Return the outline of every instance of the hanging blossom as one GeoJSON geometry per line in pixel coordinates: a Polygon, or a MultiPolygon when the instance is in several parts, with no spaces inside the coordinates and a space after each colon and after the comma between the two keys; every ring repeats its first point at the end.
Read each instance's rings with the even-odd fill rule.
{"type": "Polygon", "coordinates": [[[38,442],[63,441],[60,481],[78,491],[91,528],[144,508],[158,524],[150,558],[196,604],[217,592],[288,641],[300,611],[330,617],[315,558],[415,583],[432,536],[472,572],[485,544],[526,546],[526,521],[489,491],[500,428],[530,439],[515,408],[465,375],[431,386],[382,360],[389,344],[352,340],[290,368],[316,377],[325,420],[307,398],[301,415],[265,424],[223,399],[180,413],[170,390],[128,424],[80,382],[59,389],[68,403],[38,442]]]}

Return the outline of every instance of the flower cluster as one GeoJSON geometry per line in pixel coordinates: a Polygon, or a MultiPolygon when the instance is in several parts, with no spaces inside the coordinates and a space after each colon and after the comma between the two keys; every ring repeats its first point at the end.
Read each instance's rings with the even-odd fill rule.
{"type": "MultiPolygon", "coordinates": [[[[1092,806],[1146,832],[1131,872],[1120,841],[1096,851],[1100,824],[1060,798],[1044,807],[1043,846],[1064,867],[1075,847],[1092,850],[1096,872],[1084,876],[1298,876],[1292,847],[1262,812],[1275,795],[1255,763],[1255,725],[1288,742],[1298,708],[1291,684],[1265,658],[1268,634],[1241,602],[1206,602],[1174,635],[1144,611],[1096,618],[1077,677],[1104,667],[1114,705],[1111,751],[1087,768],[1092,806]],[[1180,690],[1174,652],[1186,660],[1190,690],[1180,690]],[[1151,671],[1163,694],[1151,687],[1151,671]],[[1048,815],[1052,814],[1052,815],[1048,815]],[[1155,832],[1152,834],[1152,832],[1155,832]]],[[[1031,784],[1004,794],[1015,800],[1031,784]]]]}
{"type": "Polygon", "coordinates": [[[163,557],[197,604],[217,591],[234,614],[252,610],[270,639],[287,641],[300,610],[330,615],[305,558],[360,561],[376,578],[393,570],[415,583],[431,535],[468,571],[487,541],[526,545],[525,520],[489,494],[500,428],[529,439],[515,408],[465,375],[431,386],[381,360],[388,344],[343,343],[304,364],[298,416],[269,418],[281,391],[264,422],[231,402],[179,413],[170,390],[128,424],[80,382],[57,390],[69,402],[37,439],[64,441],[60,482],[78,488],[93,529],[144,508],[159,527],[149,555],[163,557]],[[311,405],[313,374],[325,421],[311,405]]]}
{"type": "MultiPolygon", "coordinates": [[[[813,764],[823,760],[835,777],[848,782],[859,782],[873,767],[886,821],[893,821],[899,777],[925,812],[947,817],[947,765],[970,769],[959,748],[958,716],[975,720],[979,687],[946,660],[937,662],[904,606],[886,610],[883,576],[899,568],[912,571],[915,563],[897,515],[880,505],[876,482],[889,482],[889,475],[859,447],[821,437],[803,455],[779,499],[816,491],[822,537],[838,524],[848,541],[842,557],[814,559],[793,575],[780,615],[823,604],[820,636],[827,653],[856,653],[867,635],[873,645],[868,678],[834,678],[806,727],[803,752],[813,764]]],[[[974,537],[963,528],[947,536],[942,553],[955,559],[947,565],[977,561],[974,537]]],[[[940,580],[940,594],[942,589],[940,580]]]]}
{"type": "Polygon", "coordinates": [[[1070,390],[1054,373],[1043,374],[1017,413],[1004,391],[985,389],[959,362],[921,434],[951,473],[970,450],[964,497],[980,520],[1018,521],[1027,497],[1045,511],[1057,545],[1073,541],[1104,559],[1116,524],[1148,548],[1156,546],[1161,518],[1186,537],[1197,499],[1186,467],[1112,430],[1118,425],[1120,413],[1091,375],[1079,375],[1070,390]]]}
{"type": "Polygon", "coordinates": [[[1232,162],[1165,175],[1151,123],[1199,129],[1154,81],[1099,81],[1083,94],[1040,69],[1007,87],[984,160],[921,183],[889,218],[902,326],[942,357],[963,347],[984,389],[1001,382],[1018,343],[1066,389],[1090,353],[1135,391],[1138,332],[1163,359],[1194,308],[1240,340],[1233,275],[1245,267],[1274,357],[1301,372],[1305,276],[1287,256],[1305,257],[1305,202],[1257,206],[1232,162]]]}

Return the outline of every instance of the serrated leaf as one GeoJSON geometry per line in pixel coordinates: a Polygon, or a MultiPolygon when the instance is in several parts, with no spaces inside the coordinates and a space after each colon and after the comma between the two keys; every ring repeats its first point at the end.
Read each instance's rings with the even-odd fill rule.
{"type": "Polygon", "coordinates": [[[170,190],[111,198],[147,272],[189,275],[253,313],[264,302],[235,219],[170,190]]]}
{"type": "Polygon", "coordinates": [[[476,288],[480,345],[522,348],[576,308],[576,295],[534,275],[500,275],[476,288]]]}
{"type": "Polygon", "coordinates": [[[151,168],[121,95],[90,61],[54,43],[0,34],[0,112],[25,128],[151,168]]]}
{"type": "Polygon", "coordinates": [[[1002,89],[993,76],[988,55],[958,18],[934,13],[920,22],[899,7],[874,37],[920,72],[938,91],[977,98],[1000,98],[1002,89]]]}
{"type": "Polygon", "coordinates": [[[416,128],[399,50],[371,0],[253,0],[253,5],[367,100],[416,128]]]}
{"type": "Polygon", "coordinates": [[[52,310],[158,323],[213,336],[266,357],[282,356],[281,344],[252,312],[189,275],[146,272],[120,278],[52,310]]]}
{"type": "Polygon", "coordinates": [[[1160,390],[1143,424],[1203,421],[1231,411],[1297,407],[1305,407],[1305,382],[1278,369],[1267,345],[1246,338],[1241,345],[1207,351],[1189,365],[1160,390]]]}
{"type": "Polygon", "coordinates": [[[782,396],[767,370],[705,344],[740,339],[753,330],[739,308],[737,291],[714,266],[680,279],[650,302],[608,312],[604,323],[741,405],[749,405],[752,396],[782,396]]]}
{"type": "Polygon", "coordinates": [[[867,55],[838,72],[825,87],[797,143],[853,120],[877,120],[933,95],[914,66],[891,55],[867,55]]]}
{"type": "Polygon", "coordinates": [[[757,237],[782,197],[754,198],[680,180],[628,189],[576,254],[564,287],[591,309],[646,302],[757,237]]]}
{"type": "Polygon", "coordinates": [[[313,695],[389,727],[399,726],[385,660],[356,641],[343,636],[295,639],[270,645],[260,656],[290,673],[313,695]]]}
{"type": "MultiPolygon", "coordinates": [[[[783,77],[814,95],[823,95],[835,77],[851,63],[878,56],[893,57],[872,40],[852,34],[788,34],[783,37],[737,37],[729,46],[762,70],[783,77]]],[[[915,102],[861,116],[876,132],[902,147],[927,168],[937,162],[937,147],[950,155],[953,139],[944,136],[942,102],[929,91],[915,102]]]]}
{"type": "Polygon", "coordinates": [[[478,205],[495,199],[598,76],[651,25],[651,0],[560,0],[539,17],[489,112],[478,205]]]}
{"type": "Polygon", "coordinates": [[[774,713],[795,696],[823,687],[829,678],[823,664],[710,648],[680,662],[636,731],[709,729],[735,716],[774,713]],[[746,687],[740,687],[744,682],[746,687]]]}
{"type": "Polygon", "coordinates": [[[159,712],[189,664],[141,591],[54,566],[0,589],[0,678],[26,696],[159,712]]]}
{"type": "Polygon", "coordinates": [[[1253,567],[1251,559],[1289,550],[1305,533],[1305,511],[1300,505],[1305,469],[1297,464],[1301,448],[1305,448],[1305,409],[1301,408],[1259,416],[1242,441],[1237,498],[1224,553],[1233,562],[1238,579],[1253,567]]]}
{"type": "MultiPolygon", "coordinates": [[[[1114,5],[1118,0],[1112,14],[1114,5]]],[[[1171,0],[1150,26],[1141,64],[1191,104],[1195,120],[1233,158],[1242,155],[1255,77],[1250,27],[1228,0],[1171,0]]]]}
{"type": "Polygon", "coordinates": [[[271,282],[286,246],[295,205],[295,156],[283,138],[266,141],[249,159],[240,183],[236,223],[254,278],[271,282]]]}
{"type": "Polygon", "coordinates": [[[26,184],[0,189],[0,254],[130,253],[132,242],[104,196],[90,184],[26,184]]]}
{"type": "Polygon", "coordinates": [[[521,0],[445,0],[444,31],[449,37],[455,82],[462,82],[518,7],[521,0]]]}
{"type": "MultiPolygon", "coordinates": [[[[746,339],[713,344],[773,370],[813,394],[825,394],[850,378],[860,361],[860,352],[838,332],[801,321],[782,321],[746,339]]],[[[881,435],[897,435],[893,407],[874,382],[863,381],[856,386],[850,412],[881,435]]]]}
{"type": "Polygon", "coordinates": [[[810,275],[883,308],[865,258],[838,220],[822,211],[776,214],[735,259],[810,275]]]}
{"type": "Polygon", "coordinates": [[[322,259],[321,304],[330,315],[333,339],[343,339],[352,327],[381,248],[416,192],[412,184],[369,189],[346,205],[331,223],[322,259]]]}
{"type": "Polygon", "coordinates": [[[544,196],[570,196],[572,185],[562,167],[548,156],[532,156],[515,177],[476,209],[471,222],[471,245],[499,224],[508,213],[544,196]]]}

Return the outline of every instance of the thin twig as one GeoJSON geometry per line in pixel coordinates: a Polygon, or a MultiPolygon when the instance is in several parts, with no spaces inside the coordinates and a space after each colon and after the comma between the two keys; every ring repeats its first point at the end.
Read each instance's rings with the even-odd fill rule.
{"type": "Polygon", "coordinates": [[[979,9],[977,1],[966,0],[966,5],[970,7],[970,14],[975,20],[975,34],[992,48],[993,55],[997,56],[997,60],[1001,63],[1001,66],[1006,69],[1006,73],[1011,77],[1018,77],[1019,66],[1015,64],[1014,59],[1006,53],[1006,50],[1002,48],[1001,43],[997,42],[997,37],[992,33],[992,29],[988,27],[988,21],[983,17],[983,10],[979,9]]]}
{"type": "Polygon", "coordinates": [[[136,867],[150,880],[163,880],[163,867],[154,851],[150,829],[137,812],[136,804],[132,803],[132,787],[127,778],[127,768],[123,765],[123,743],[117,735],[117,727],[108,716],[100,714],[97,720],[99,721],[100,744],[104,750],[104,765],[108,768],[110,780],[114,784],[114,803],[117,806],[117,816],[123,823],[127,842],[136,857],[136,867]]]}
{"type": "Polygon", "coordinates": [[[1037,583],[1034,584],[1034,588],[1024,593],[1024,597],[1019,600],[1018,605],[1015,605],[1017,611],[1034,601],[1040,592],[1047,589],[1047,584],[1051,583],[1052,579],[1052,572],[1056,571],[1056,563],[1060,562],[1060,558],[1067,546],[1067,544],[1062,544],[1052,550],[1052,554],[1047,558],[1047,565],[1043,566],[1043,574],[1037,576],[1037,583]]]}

## Task details
Copy out the lines starting at the one containing "Return the outline of every instance of the thin" and ending with the last line of the entries. Include nothing else.

## Finished exercise
Return the outline of every instance of the thin twig as one GeoJSON geometry per line in pixel coordinates: a Polygon, or a MultiPolygon when the instance is in several parts, with no spaces inside the coordinates and a space after each colon and after the comma between the two keys; every ring repeats its first point at the end.
Read each instance's rings with the even-odd fill rule.
{"type": "Polygon", "coordinates": [[[979,9],[977,1],[966,0],[966,5],[970,7],[970,14],[975,20],[975,34],[992,48],[993,55],[997,56],[997,60],[1001,63],[1001,66],[1006,69],[1006,73],[1011,77],[1018,77],[1019,66],[1015,64],[1014,59],[1006,53],[1006,50],[1002,48],[1001,43],[997,42],[997,37],[992,33],[992,29],[988,27],[988,21],[983,17],[983,10],[979,9]]]}
{"type": "Polygon", "coordinates": [[[136,867],[150,880],[163,880],[163,867],[154,851],[150,829],[137,812],[136,804],[132,803],[132,787],[127,778],[127,768],[123,765],[123,743],[117,735],[117,727],[108,716],[100,714],[97,720],[99,721],[100,744],[104,750],[104,765],[108,768],[110,780],[114,784],[114,803],[117,806],[117,816],[123,823],[127,842],[136,857],[136,867]]]}
{"type": "Polygon", "coordinates": [[[1037,583],[1034,584],[1034,588],[1024,593],[1024,597],[1019,600],[1018,605],[1015,605],[1017,611],[1034,601],[1040,592],[1047,589],[1047,584],[1051,583],[1052,579],[1052,572],[1056,571],[1056,563],[1060,562],[1060,558],[1067,546],[1067,544],[1062,544],[1052,550],[1052,554],[1047,558],[1047,565],[1043,566],[1043,574],[1037,576],[1037,583]]]}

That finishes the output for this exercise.